Music vs. Decorum

July 5th, 2010 by Sam

One of the great things about living and working in Minneapolis/St. Paul is the staggering popularity of the live music scene. I tell people that a lot, and I’ve found that lifelong Minnesotans are often surprised to hear me mention it. They’re aware, of course, of the rich history of the local scene that spawned Prince, Dylan, The Jayhawks, and countless other legendary performers, but they’re often unaware of just how rare this is in 21st century America. I’ve lived in and around five good-sized metro areas in my life, and MSP is the only one of them to have a seemingly ingrained tradition of thousands of ordinary folks going out to see live music, regardless of genre, on a very regular basis.

That kind of thing doesn’t just happen, either. Someone had to lay an awful lot of groundwork for a populace the size of ours to be willing and happy to support as many live venues as we do. And while we’re not alone among American cities in maintaining such a commitment, the club is getting smaller, as the Internet and other homebound hobbies take their ever-increasing toll on industries that depend on getting people out of the house.

Exercise requirements:
1. Retype the passage from the post on the Minneapolis/St. Paul music scene, beginning at the words "That kind of" and stopping after the words "of the house.".
2. In one to three sentences, explain why the post on the Minneapolis/St. Paul music scene says the group of American cities committed to supporting many live venues is getting smaller.

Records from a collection

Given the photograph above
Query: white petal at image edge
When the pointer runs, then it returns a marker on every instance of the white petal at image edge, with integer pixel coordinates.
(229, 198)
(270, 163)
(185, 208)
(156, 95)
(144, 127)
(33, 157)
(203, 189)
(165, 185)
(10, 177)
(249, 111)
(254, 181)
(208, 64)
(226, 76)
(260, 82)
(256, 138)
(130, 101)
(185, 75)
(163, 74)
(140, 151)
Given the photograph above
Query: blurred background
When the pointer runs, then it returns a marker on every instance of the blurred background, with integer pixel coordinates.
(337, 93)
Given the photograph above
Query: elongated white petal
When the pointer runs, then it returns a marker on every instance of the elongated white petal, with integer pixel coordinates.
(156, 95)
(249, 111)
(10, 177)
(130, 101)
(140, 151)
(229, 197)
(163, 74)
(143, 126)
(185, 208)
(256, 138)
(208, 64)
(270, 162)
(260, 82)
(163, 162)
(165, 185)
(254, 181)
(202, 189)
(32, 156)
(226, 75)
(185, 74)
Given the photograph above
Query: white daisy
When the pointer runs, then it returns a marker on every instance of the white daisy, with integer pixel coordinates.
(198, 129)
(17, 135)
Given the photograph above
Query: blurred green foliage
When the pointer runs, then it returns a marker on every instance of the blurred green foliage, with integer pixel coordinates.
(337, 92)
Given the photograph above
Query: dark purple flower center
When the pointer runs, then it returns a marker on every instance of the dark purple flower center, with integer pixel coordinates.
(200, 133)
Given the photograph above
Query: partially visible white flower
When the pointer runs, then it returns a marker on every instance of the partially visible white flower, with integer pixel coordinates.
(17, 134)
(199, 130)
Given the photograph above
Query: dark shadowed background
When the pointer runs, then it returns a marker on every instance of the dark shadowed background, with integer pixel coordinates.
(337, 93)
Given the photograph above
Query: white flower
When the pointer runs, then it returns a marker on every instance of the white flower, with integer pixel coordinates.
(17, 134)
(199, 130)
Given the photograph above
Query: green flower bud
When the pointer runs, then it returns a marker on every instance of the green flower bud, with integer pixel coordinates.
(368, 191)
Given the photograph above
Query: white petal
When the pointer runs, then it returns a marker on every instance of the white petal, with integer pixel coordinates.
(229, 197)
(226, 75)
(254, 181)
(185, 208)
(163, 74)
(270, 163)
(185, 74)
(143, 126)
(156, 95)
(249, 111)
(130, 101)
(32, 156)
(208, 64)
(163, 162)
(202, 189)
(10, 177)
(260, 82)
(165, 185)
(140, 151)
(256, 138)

Answers by task:
1.
That kind of thing doesn’t just happen, either. Someone had to lay an awful lot of groundwork for a populace the size of ours to be willing and happy to support as many live venues as we do. And while we’re not alone among American cities in maintaining such a commitment, the club is getting smaller, as the Internet and other homebound hobbies take their ever-increasing toll on industries that depend on getting people out of the house.

2. The Internet and other homebound hobbies are taking an ever-increasing toll on industries that depend on getting people out of the house.